Pointing and labeling entries
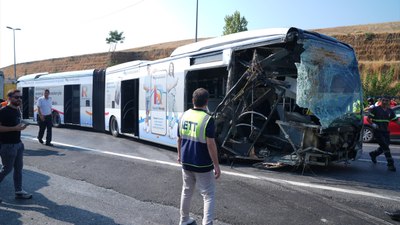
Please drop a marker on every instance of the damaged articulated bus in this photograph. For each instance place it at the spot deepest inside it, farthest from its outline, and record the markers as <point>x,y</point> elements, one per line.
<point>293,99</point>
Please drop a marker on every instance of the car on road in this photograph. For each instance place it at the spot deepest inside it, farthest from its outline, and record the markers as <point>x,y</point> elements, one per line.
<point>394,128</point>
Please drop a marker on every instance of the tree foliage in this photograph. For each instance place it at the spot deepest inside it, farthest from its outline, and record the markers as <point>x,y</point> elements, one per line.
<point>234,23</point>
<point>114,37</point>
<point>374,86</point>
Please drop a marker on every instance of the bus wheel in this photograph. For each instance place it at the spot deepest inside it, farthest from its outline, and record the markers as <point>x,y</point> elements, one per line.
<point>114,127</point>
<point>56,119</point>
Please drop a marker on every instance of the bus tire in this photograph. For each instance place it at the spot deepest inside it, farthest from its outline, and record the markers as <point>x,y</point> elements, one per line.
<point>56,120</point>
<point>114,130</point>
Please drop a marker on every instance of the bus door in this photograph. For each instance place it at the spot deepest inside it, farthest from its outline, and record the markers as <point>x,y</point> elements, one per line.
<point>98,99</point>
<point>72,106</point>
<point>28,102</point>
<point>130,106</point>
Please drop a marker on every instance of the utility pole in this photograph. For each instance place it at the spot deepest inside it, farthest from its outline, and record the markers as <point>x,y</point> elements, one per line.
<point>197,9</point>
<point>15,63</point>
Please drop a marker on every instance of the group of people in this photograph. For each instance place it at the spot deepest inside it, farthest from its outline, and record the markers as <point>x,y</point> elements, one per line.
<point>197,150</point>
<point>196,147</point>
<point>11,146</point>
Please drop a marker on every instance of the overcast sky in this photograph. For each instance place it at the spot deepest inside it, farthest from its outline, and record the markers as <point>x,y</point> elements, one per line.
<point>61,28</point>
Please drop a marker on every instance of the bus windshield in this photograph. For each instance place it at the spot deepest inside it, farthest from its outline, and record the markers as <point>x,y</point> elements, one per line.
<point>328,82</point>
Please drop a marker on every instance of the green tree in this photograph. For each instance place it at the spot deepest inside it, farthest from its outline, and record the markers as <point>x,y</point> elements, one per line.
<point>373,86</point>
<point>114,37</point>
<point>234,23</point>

## TASK OBJECTIVE
Output as a JSON list of strings, one per line with blank lines omitted, the lines of the records above, starting with the line that contains "Please drop a marker on every instance of the group" and going on through the line that contains "<point>11,146</point>", both included.

## THE COMPLETED TASK
[
  "Please drop a marker on every instance of the group of people in this photograph. For each instance place it at the spot deepest inside it, farthest from its outline, and record the markers as <point>x,y</point> elements, one per line.",
  "<point>197,150</point>",
  "<point>196,147</point>",
  "<point>11,146</point>"
]